* start Document extract *
Now whats size oil cooler should you get? all depends. there is no perfect one, and as i am aware no set level of cooling percentage per style oil cooler. some even come with fans, but for the most part the avg J-driver will not need the fan cooled ones...

for transmissions. if you race, something like a 4-6 row cooler should be sufficient.

with engine oil coolers they are generally smaller most times but the tubes are thicker. so a 2-4 row one will normally work.

so dont go out and buy the biggest one you can find. find something that would seem appropriate or ask local speed shops or online suggestions of what you will need.

just an example:
during regular non winter driving before and after the transmission upgrades on my car, when on the gas hard and in AutoX my temps rose as high as 218 degrees. the max in the operating range, is 194 degrees. i was easily over 20 degrees. which on many sites reputable for fixing transmission, it shows that every 20 degrees over halfs the life of tranny fluid.
* end Document extract *
# Problems to solve
1 > What row size of cooler does the oil cooler text say will normally work for engine oil?
2 > Copy the part of the oil cooler text starting at "Now whats size" and ending at "will normally work.".
3 > Carry on the oil cooler text from its last sentence.
The lines that come after this text are from a different source.
* start Information given *
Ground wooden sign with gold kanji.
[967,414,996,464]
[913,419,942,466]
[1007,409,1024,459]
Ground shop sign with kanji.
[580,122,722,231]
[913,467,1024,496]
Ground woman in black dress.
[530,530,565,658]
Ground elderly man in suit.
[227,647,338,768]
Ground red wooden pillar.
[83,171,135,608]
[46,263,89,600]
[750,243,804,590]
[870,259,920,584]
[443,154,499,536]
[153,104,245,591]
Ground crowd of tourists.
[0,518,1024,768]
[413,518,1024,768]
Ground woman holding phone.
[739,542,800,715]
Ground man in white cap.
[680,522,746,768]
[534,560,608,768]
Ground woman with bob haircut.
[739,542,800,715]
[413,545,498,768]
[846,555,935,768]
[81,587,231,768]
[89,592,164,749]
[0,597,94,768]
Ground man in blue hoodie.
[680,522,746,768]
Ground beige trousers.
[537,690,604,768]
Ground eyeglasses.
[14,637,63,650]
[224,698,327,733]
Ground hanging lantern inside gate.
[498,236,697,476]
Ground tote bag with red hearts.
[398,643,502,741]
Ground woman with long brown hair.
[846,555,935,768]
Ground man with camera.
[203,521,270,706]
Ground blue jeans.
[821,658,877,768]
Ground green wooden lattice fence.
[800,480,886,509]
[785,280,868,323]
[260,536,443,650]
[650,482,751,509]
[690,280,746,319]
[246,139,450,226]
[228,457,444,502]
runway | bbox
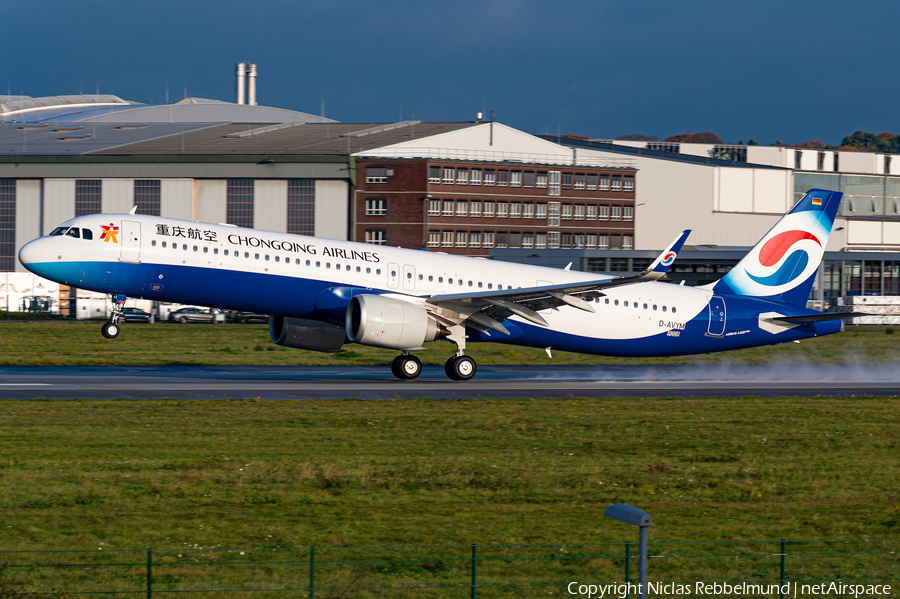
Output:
[0,363,900,400]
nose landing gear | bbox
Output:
[100,294,128,339]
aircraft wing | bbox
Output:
[426,229,691,335]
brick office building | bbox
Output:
[351,158,635,256]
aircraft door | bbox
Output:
[387,262,400,289]
[706,295,725,337]
[119,220,141,262]
[403,264,416,291]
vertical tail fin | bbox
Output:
[712,189,844,306]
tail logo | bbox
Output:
[744,229,822,287]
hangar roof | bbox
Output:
[0,121,475,156]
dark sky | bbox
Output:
[7,0,900,144]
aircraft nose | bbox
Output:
[19,239,44,267]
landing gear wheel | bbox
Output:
[100,322,119,339]
[391,354,422,380]
[444,356,478,381]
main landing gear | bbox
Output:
[100,294,127,339]
[391,325,478,381]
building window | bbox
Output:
[134,179,160,216]
[366,166,391,183]
[547,202,559,227]
[547,231,559,250]
[225,179,253,229]
[0,179,13,270]
[366,231,387,245]
[366,199,387,216]
[287,179,316,235]
[547,171,559,196]
[75,179,103,216]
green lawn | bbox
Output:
[0,320,900,366]
[0,398,900,550]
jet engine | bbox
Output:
[269,316,347,353]
[347,294,442,351]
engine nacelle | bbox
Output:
[269,316,347,353]
[347,294,441,351]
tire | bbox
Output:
[451,356,478,381]
[397,355,422,380]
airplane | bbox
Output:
[19,189,853,381]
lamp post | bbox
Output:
[603,503,653,599]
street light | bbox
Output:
[603,503,653,599]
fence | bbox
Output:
[0,539,900,599]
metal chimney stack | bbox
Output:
[234,62,246,104]
[247,64,256,106]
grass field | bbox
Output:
[0,320,900,366]
[0,398,900,550]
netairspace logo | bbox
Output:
[566,581,891,599]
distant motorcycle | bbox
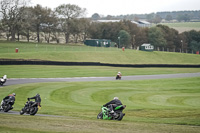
* end Information given *
# Answer list
1 > A 2-4 row cooler will normally work.

2 >
Now whats size oil cooler should you get? all depends. there is no perfect one, and as i am aware no set level of cooling percentage per style oil cooler. some even come with fans, but for the most part the avg J-driver will not need the fan cooled ones...

for transmissions. if you race, something like a 4-6 row cooler should be sufficient.

with engine oil coolers they are generally smaller most times but the tubes are thicker. so a 2-4 row one will normally work.

3 >
How does temperature affect transmission fluid life?

Automatic transmission fluid will provide 100,000 miles of service before oxidation occurs under normal operating temperatures of about 170F. Above normal operating temperatures, the oxidation rate doubles (useful life of fluid is cut in half) with each 20 increase in temperature.
The approximate life expectancy at various temperatures is as follows:

Temperature Life expectancy
175F 100,000 miles
195F 50,000 miles
212F 25,000 miles
235F 12,000 miles
255F 6,250 miles
275F 3,000 miles
295F 1,500 miles
315F 750 miles
335F 325 miles
355F 160 miles
375F 80 miles
390F 40 miles
415F Less than 30 minutes
This information clearly shows why transmission oil coolers and the various maintenance intervals are recommended for severe usage.

source of above chart credited to Niehoff and MANY other sites with the same chart. obviously someone knows something. consistency in sources is pretty much proof. Even Amsoil....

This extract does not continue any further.